Precise copying is required. Return the data below in full.
········
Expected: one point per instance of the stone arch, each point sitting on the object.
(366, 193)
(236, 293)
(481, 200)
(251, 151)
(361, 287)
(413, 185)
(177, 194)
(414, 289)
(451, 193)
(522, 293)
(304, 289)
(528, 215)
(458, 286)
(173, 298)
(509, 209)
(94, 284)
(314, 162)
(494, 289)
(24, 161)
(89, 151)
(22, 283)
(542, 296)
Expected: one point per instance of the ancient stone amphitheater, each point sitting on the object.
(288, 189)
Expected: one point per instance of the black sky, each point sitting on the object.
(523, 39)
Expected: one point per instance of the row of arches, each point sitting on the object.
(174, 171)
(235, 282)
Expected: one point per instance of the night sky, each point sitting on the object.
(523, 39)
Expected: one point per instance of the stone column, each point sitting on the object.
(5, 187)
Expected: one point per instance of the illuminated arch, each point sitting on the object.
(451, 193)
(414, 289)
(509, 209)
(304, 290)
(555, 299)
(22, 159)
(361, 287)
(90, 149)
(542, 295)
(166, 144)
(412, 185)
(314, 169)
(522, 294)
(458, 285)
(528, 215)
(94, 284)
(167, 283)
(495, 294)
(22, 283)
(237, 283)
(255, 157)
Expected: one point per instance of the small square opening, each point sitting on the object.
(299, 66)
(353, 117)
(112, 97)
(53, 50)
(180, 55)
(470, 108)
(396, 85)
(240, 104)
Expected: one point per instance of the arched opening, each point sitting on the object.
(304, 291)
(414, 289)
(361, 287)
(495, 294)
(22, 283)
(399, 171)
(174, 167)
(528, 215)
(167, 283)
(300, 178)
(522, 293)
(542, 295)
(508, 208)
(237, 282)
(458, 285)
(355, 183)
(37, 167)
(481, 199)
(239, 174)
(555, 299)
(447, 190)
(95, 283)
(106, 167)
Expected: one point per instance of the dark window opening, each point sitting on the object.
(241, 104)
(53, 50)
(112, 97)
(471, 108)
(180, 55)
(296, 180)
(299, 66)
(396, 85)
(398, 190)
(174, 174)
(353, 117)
········
- [REPLY]
Expected: one point per instance of the stone arch, each point sitting on the object.
(366, 193)
(236, 293)
(481, 200)
(251, 151)
(361, 287)
(413, 185)
(177, 194)
(414, 289)
(451, 193)
(522, 293)
(304, 289)
(528, 215)
(458, 286)
(173, 298)
(509, 209)
(94, 284)
(314, 162)
(494, 289)
(24, 161)
(89, 151)
(22, 283)
(542, 296)
Expected: one point per instance of the ancient stone amphitheater, each point sitting on the object.
(288, 189)
Expected: one point per instance of the black sky, each point sitting on the object.
(523, 39)
Expected: one point per instance of the row of arches, each point sitting on the object.
(174, 171)
(235, 282)
Expected: one point per instance of the night sky, each point sitting on the object.
(523, 39)
Expected: one point per instance of the stone column, each point sitting on the object.
(5, 187)
Expected: one point per instance of the illuminated arch, each point sitting on the object.
(451, 193)
(414, 289)
(509, 209)
(304, 290)
(555, 299)
(22, 159)
(361, 287)
(90, 149)
(542, 295)
(166, 144)
(412, 185)
(314, 169)
(522, 294)
(458, 285)
(528, 215)
(94, 284)
(167, 283)
(495, 294)
(22, 283)
(237, 283)
(255, 157)
Expected: one point per instance of the small square opening, each point sitting on the object.
(299, 66)
(353, 117)
(112, 97)
(53, 50)
(180, 55)
(470, 108)
(396, 85)
(240, 104)
Expected: one point per instance of the arched opening, each point sitting on the object.
(304, 291)
(414, 289)
(361, 287)
(495, 294)
(22, 283)
(399, 171)
(174, 167)
(528, 215)
(167, 283)
(300, 178)
(522, 293)
(542, 295)
(508, 208)
(237, 282)
(458, 285)
(355, 183)
(37, 167)
(481, 199)
(239, 174)
(555, 299)
(447, 190)
(95, 283)
(106, 167)
Expected: one point per instance of the dark window opening, each point sitting on the object.
(241, 104)
(53, 50)
(112, 97)
(471, 108)
(180, 55)
(296, 180)
(299, 66)
(396, 85)
(398, 190)
(174, 174)
(353, 117)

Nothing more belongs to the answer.